### [Aim]
Please copy every row below word for word, leaving out the pictures.

### [Excerpted data]
# # #

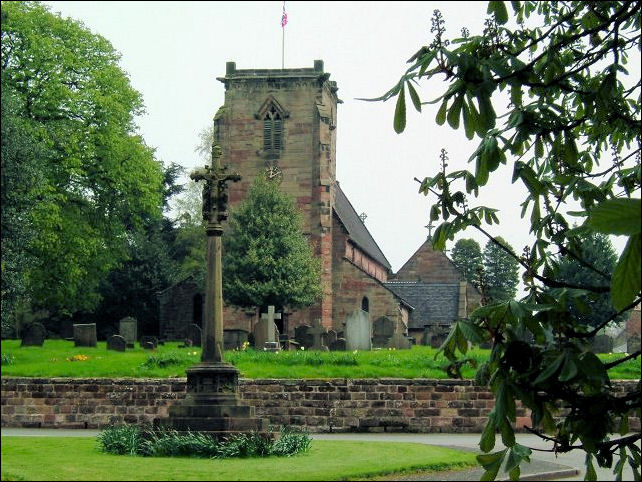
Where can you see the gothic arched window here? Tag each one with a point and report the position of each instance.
(272, 131)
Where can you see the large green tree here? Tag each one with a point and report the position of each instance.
(596, 259)
(467, 257)
(500, 270)
(571, 133)
(97, 181)
(266, 258)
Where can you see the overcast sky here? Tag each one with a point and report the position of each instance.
(173, 52)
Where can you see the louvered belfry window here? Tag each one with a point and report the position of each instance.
(272, 132)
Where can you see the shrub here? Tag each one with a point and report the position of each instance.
(8, 359)
(121, 440)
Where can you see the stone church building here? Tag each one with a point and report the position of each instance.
(282, 123)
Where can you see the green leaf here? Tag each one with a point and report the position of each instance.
(616, 216)
(441, 113)
(454, 112)
(400, 112)
(625, 283)
(414, 96)
(499, 9)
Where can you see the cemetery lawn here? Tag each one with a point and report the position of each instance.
(78, 458)
(60, 358)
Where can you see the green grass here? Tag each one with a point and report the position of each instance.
(78, 458)
(52, 360)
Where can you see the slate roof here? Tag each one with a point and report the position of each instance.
(356, 229)
(434, 303)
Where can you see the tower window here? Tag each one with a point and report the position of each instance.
(272, 131)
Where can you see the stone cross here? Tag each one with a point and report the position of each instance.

# # #

### [Exercise output]
Where can you see the gothic arched window here? Tag each one with a point and report the position of each instance.
(272, 131)
Where can you see the large green tree here? Tag each one with a point and report the position of each instance.
(596, 259)
(467, 257)
(500, 270)
(571, 133)
(97, 181)
(266, 258)
Where can you see the overcast sky here? Tag each one with a point and report the position of each instance.
(173, 52)
Where can you see the louvered belfry window here? Tag each one with a point and report the position of each instance.
(272, 132)
Where can you see the shrub here? Tag each one with a point and report the position of each instance.
(8, 359)
(121, 440)
Where can you see the stone church building here? Tag each one with a point and report the position of each instance.
(282, 123)
Where can you see the green leaf here? Tag each one with a point and report the position of each instance.
(616, 216)
(441, 113)
(454, 112)
(400, 112)
(625, 283)
(414, 96)
(499, 9)
Where can you see the cemetery lawn here? Tag each one with a point and report the position of each instance.
(78, 458)
(60, 358)
Where can you see the green grass here? Tag each one with a point and report the position of each instance.
(78, 458)
(52, 360)
Where can you see the slate roof here? Tag each one with a point and report the position of each instance.
(356, 229)
(434, 303)
Where can you see the tower window here? Tag each one with a point and report the position of each instance.
(272, 131)
Where can you see the stone cross here? Tag each one with a point and report the position of each instance.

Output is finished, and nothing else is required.